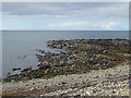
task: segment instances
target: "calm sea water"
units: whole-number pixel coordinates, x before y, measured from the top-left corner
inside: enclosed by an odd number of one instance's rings
[[[129,38],[126,30],[87,30],[87,32],[37,32],[8,30],[2,32],[2,74],[14,73],[13,68],[37,68],[36,49],[52,51],[46,41],[52,39],[76,38]]]

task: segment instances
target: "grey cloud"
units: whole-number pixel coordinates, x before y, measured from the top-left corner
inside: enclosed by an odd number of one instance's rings
[[[4,2],[2,5],[5,15],[57,15],[67,17],[128,17],[128,3],[107,2],[78,2],[78,3],[46,3],[46,2]]]

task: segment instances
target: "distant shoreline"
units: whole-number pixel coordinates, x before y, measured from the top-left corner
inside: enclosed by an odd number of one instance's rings
[[[57,75],[86,73],[91,70],[114,68],[128,60],[128,39],[70,39],[47,41],[50,49],[62,49],[60,53],[38,50],[36,70],[24,69],[20,74],[9,75],[5,82],[50,78]],[[104,61],[103,61],[104,60]],[[17,68],[15,69],[17,70]]]

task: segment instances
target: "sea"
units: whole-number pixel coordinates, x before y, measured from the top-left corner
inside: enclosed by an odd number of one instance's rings
[[[59,39],[129,39],[128,30],[2,30],[2,77],[20,73],[14,68],[37,69],[36,49],[57,52],[47,48],[48,40]]]

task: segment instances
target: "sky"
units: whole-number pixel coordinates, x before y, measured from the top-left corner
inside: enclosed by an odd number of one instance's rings
[[[3,2],[8,30],[128,30],[128,2]]]

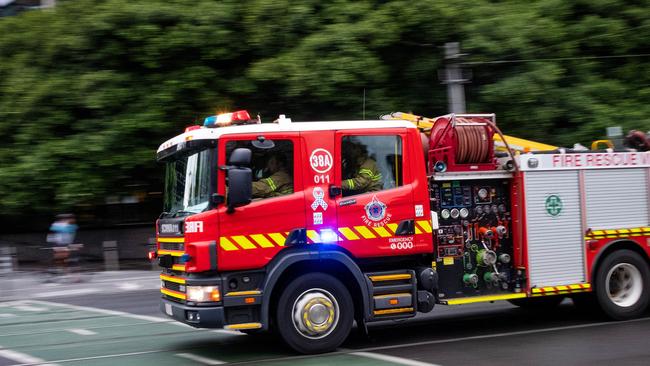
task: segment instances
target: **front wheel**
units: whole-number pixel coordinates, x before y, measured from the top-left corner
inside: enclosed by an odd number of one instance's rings
[[[616,320],[641,316],[650,301],[648,264],[631,250],[608,255],[596,273],[596,299],[601,309]]]
[[[334,350],[350,334],[354,304],[347,288],[325,273],[309,273],[285,287],[276,320],[282,339],[300,353]]]

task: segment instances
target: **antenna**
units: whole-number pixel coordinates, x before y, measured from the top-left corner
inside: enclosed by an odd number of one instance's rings
[[[363,88],[363,120],[366,120],[366,88]]]

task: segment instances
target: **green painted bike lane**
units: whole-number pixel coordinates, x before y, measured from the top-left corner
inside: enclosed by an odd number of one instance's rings
[[[256,361],[265,361],[265,365],[290,362],[294,366],[394,365],[349,354],[294,359],[295,354],[277,341],[101,309],[23,302],[14,307],[1,305],[0,314],[10,314],[0,317],[1,347],[65,365],[178,366]]]

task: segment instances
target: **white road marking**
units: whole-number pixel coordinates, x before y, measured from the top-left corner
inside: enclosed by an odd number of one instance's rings
[[[202,357],[202,356],[197,356],[193,355],[191,353],[177,353],[175,356],[181,357],[181,358],[186,358],[188,360],[196,361],[198,363],[202,363],[204,365],[223,365],[225,362],[215,360],[213,358],[207,358],[207,357]]]
[[[152,350],[152,351],[141,351],[141,352],[129,352],[129,353],[115,353],[112,355],[101,355],[101,356],[89,356],[89,357],[78,357],[78,358],[68,358],[68,359],[63,359],[63,360],[55,360],[52,362],[60,362],[60,363],[65,363],[65,362],[75,362],[75,361],[87,361],[87,360],[100,360],[102,358],[112,358],[112,357],[128,357],[128,356],[138,356],[138,355],[148,355],[150,353],[160,353],[160,352],[165,352],[165,350],[162,349],[157,349],[157,350]],[[12,366],[31,366],[33,363],[26,363],[26,364],[20,364],[20,365],[12,365]],[[43,366],[41,364],[37,364],[39,366]],[[46,366],[49,365],[56,365],[56,364],[47,364]]]
[[[120,283],[119,285],[117,285],[117,288],[125,291],[137,290],[141,287],[142,287],[141,285],[132,282]]]
[[[185,323],[181,323],[175,320],[171,319],[165,319],[157,316],[149,316],[149,315],[137,315],[137,314],[131,314],[131,313],[125,313],[122,311],[117,311],[117,310],[107,310],[107,309],[100,309],[100,308],[92,308],[92,307],[87,307],[87,306],[78,306],[78,305],[70,305],[70,304],[64,304],[64,303],[58,303],[58,302],[50,302],[50,301],[43,301],[43,300],[27,300],[31,303],[34,304],[42,304],[46,306],[59,306],[59,307],[64,307],[64,308],[69,308],[73,310],[80,310],[80,311],[90,311],[90,312],[95,312],[95,313],[100,313],[100,314],[105,314],[105,315],[115,315],[115,316],[122,316],[125,318],[132,318],[132,319],[139,319],[139,320],[146,320],[149,322],[153,323],[169,323],[169,324],[174,324],[177,326],[185,327],[185,328],[191,328],[191,329],[196,329],[190,325],[187,325]],[[237,335],[237,336],[245,336],[245,333],[238,332],[236,330],[227,330],[227,329],[213,329],[210,330],[213,333],[221,333],[221,334],[228,334],[228,335]]]
[[[437,364],[434,364],[434,363],[410,360],[408,358],[403,358],[403,357],[382,355],[380,353],[352,352],[351,354],[355,355],[355,356],[360,356],[360,357],[372,358],[372,359],[379,360],[379,361],[392,362],[392,363],[396,363],[398,365],[406,365],[406,366],[440,366],[440,365],[437,365]]]
[[[70,290],[60,290],[60,291],[49,291],[49,292],[40,292],[33,294],[32,297],[37,299],[44,299],[47,297],[59,297],[59,296],[71,296],[71,295],[88,295],[99,292],[98,289],[93,288],[80,288],[80,289],[70,289]]]
[[[47,308],[39,308],[37,306],[31,306],[31,305],[16,305],[13,308],[20,311],[34,311],[34,312],[47,311]]]
[[[115,316],[122,316],[122,317],[125,317],[125,318],[146,320],[146,321],[150,321],[150,322],[153,322],[153,323],[165,323],[165,322],[169,322],[171,324],[175,323],[175,322],[172,322],[172,321],[164,319],[164,318],[159,318],[159,317],[155,317],[155,316],[148,316],[148,315],[137,315],[137,314],[125,313],[123,311],[117,311],[117,310],[92,308],[92,307],[88,307],[88,306],[70,305],[70,304],[63,304],[63,303],[58,303],[58,302],[50,302],[50,301],[42,301],[42,300],[28,300],[28,301],[31,302],[31,303],[34,303],[34,304],[41,304],[41,305],[44,305],[44,306],[58,306],[58,307],[62,307],[62,308],[68,308],[68,309],[79,310],[79,311],[89,311],[89,312],[94,312],[94,313],[99,313],[99,314],[104,314],[104,315],[115,315]],[[178,324],[182,324],[182,323],[178,323]]]
[[[72,328],[72,329],[66,329],[70,333],[74,334],[79,334],[79,335],[95,335],[97,333],[93,332],[92,330],[88,329],[83,329],[83,328]]]
[[[10,349],[0,347],[0,357],[8,360],[20,362],[21,364],[36,364],[41,366],[55,366],[55,363],[47,363],[38,357],[30,356],[21,352],[12,351]]]

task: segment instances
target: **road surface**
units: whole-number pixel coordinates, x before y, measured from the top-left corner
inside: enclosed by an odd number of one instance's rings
※
— What to produce —
Transcribe the records above exactly, leaving out every picture.

— Exercise answer —
task: segment instances
target: "calm sea water"
units: whole-number pixel coordinates, x before y, measured from the top-left corner
inside: enclosed by an odd number of one instance's rings
[[[129,38],[126,30],[87,30],[87,32],[37,32],[8,30],[2,32],[2,74],[14,73],[13,68],[37,68],[36,49],[52,51],[46,41],[52,39],[76,38]]]

task: segment instances
target: "grey cloud"
units: whole-number pixel coordinates, x before y, measured from the top-left corner
inside: enclosed by an odd number of one instance's rings
[[[4,2],[2,5],[5,15],[57,15],[67,17],[128,17],[128,3],[107,2],[78,2],[78,3],[46,3],[46,2]]]

task: segment instances
target: "distant shoreline"
units: whole-number pixel coordinates, x before y, measured from the top-left corner
inside: enclosed by an odd number of one instance's rings
[[[57,75],[86,73],[91,70],[114,68],[128,60],[128,39],[70,39],[47,41],[50,49],[62,49],[60,53],[38,50],[36,70],[24,69],[20,74],[9,75],[5,82],[50,78]],[[104,61],[103,61],[104,60]],[[17,68],[15,69],[17,70]]]

task: segment instances
target: "sea"
units: whole-number pixel coordinates, x before y, measured from the top-left corner
inside: enclosed by an odd number of one instance's rings
[[[59,39],[129,39],[128,30],[2,30],[2,77],[20,73],[14,68],[37,69],[36,49],[57,52],[47,48],[48,40]]]

task: segment instances
target: "sky"
units: whole-number pixel coordinates, x before y, measured from the top-left corner
inside: enclosed by an odd number of one instance's rings
[[[3,2],[8,30],[128,30],[128,2]]]

task: segment instances
target: **front wheel**
units: whole-number pixel coordinates, x before y, measured from the top-left corner
inside: enclosed by an odd number of one instance's rings
[[[616,320],[641,316],[650,301],[648,264],[631,250],[608,255],[596,273],[596,299],[601,309]]]
[[[334,350],[350,334],[354,304],[347,288],[325,273],[309,273],[285,287],[276,320],[282,339],[300,353]]]

task: segment instances
target: **antenna**
units: whole-number pixel coordinates, x before y, measured from the top-left corner
inside: enclosed by an odd number of one instance's rings
[[[363,88],[363,120],[366,120],[366,88]]]

task: segment instances
target: **green painted bike lane**
units: whole-number pixel coordinates, x before y, measured from the top-left corner
inside: enclosed by an odd number of one instance's rings
[[[256,361],[265,361],[265,365],[290,362],[294,366],[394,365],[349,354],[294,359],[295,354],[277,341],[101,309],[23,302],[14,307],[1,305],[0,314],[10,314],[0,317],[1,347],[65,365],[178,366]]]

task: segment instances
target: **white road marking**
units: whole-number pixel coordinates, x before y, measured from the top-left corner
inside: enclosed by an odd number of one instance's rings
[[[202,357],[202,356],[197,356],[193,355],[191,353],[177,353],[175,356],[181,357],[181,358],[186,358],[188,360],[196,361],[198,363],[202,363],[204,365],[223,365],[225,362],[215,360],[213,358],[207,358],[207,357]]]
[[[152,350],[152,351],[141,351],[141,352],[129,352],[129,353],[115,353],[112,355],[101,355],[101,356],[89,356],[89,357],[78,357],[78,358],[68,358],[68,359],[63,359],[63,360],[55,360],[52,362],[60,362],[60,363],[65,363],[65,362],[75,362],[75,361],[87,361],[87,360],[100,360],[102,358],[112,358],[112,357],[128,357],[128,356],[138,356],[138,355],[148,355],[150,353],[160,353],[160,352],[165,352],[165,350],[162,349],[157,349],[157,350]],[[12,366],[31,366],[33,363],[26,363],[26,364],[20,364],[20,365],[12,365]],[[43,366],[41,364],[37,364],[39,366]],[[46,366],[49,365],[56,365],[56,364],[47,364]]]
[[[120,283],[119,285],[117,285],[117,288],[125,291],[137,290],[141,287],[142,287],[141,285],[132,282]]]
[[[185,323],[181,323],[175,320],[171,319],[165,319],[157,316],[149,316],[149,315],[137,315],[137,314],[131,314],[131,313],[125,313],[122,311],[117,311],[117,310],[107,310],[107,309],[100,309],[100,308],[92,308],[92,307],[87,307],[87,306],[78,306],[78,305],[70,305],[70,304],[64,304],[64,303],[58,303],[58,302],[50,302],[50,301],[43,301],[43,300],[27,300],[31,303],[34,304],[42,304],[46,306],[59,306],[59,307],[64,307],[64,308],[69,308],[73,310],[80,310],[80,311],[90,311],[90,312],[95,312],[95,313],[100,313],[100,314],[105,314],[105,315],[115,315],[115,316],[122,316],[125,318],[132,318],[132,319],[139,319],[139,320],[146,320],[149,322],[153,323],[169,323],[169,324],[174,324],[177,326],[185,327],[185,328],[191,328],[191,329],[196,329],[190,325],[187,325]],[[237,335],[237,336],[245,336],[245,333],[238,332],[236,330],[227,330],[227,329],[213,329],[210,330],[213,333],[221,333],[221,334],[228,334],[228,335]]]
[[[437,364],[434,364],[434,363],[410,360],[408,358],[403,358],[403,357],[382,355],[380,353],[352,352],[351,354],[355,355],[355,356],[360,356],[360,357],[372,358],[372,359],[379,360],[379,361],[392,362],[392,363],[396,363],[398,365],[406,365],[406,366],[440,366],[440,365],[437,365]]]
[[[70,290],[60,290],[60,291],[49,291],[49,292],[40,292],[33,294],[32,297],[37,299],[44,299],[47,297],[59,297],[59,296],[71,296],[71,295],[88,295],[99,292],[98,289],[93,288],[80,288],[80,289],[70,289]]]
[[[47,308],[39,308],[37,306],[31,306],[31,305],[16,305],[13,308],[20,311],[34,311],[34,312],[47,311]]]
[[[115,316],[122,316],[122,317],[125,317],[125,318],[146,320],[146,321],[150,321],[150,322],[153,322],[153,323],[165,323],[165,322],[169,322],[171,324],[175,323],[175,322],[172,322],[172,321],[164,319],[164,318],[159,318],[159,317],[155,317],[155,316],[148,316],[148,315],[137,315],[137,314],[125,313],[123,311],[117,311],[117,310],[92,308],[92,307],[88,307],[88,306],[70,305],[70,304],[63,304],[63,303],[58,303],[58,302],[50,302],[50,301],[42,301],[42,300],[28,300],[28,301],[31,302],[31,303],[34,303],[34,304],[41,304],[41,305],[44,305],[44,306],[58,306],[58,307],[62,307],[62,308],[68,308],[68,309],[79,310],[79,311],[89,311],[89,312],[94,312],[94,313],[99,313],[99,314],[104,314],[104,315],[115,315]],[[178,324],[182,324],[182,323],[178,323]]]
[[[72,328],[72,329],[66,329],[70,333],[74,334],[79,334],[79,335],[95,335],[97,333],[93,332],[92,330],[88,329],[83,329],[83,328]]]
[[[10,349],[0,347],[0,357],[8,360],[20,362],[21,364],[36,364],[41,366],[55,366],[55,363],[47,363],[38,357],[30,356],[21,352],[12,351]]]

task: segment instances
target: **road surface**
units: whole-number pixel coordinates, x before y, measured from the top-left corner
inside: enclosed by an odd number of one instance's rings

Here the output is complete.